Por Javier Correa Correa

“Yo no me di cuenta de que eran horrores”, dice el escritor húngaro Imre Kertész al final de la novela autobiográfica Sin destino, en el que narra su experiencia en el campo de concentración de Auschwitz, donde murieron asesinadas un millón cien mil personas a manos de los nazis, durante cinco de los seis años de la Segunda Guerra Mundial.
De esa cantidad, un millón eran mujeres y hombres judíos, como lo era también Kertész, quien el pasado 31 de marzo murió en Budapest, su ciudad natal, a la edad de 87 años.
Premio Nobel de Literatura en el año 2002, el escritor era un preadolescente cuando comenzó la guerra, tras la invasión alemana a Polonia. Y fue precisamente a Polonia a donde fue conducido el joven húngaro a quien los nazis le ofrecieron trabajo, como a miles de muchachos que podrían eventualmente convertirse en soldados para repeler la avanzada de la esvástica.
El autor indica que esos hombres tan bonitos, tan bien rasurados, tan elegantemente vestidos, tan delicados en el trato, no podían ser malos, como se rumoraba, así que aceptó la oferta de ir a trabajar con ellos. Abordó un camión y fue conducido a Auschwitz, en Polonia, uno de los más espantosos campos de concentración de los que se tenga memoria en la historia de la humanidad, donde murieron asesinadas personas como la escritora Anna Frank, cuyo diario es un desgarrador testimonio de lo que allí ocurrió.
En la entrada del tétrico lugar sobrevive un letrero que les daba la “bienvenida” a quienes allí llegaban, la mayoría forzados: “El trabajo libera”.
El personaje de Kertész desempeñó labores pequeñas, y como muchas personas hoy en día, no se dio cuenta de lo que en Auschwitz sucedía. Él mismo no supo cómo sobrevivió a los horrores que incluso negó cuando los rusos liberaron a quienes quedaban, en enero de 1945. De regreso a su pueblo natal, fue interrogado por los demás judíos que temían que él hubiera sido uno de los traidores/colaboradores que apoyaban la labor de las SS bajo las órdenes de Heinrich Himmler.
Dos ancianos indignados por lo que contaba –o no contaba– Kertész lo increparon, a lo que respondió: “Son los pasos. Todos habíamos estado dando pasos, mientras podíamos, yo también, y no solo en la fila de Auschwitz sino antes, en casa. Yo había ido dado pasos con mi padre, con mi madre”.
Y agregó, con el mismo desasosiego de los ancianos: “Ahora ya sabría explicarle lo que era ser ‘judío’: nada, no significaba absolutamente nada, por lo menos para mí, por lo menos originalmente, hasta que empezó lo de los pasos. Nada era verdad, no había otra sangre, no había otra cosa que…, y allí me paré, pero me acordé, de repente, de las palabras del periodista: solo había situaciones dadas que contenían posibilidades. Yo había vivido un destino determinado; no era ese mi destino pero lo había vivido. No comprendía cómo no les entraba en la cabeza que ahora tendría que vivir con ese destino, tendría que relacionarlo con algo, conectarlo con algo, al fin y al cabo ya no podía bastar con decir que había sido un error, una equivocación, un caso fortuito o que simplemente no había ocurrido”.

= = = = =

> [Tarea breve 1]
Enumere todos los nombres de personas que aparecen en el extracto.
El extracto y los registros proceden de fuentes distintas.

= = = = =

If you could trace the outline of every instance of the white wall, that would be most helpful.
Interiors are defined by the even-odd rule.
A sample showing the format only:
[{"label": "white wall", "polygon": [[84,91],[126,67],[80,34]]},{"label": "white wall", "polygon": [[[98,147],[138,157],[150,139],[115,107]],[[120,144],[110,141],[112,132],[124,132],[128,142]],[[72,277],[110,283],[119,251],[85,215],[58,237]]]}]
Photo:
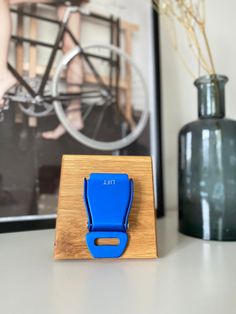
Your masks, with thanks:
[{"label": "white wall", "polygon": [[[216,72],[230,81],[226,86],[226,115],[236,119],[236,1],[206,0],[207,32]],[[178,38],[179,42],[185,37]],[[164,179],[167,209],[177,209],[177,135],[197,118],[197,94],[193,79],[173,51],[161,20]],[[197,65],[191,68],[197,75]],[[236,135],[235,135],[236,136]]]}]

= = = = =

> [Tarea breve 2]
Seleccione cada línea de los registros que contenga la palabra "white", distinguiendo entre mayúsculas y minúsculas.

> [Respuesta correcta 1]
Javier Correa Correa, Imre Kertész, Anna Frank, Heinrich Himmler

> [Respuesta correcta 2]
If you could trace the outline of every instance of the white wall, that would be most helpful.
[{"label": "white wall", "polygon": [[84,91],[126,67],[80,34]]},{"label": "white wall", "polygon": [[[98,147],[138,157],[150,139],[115,107]],[[120,144],[110,141],[112,132],[124,132],[128,142]],[[72,277],[110,283],[119,251],[85,215],[58,237]]]}]
[{"label": "white wall", "polygon": [[[216,72],[230,81],[226,86],[226,115],[236,119],[236,1],[206,0],[207,32]],[[178,38],[179,42],[185,37]],[[164,179],[167,209],[177,209],[177,135],[197,118],[197,94],[193,79],[173,51],[161,20]],[[197,65],[191,68],[197,75]],[[236,135],[235,135],[236,136]]]}]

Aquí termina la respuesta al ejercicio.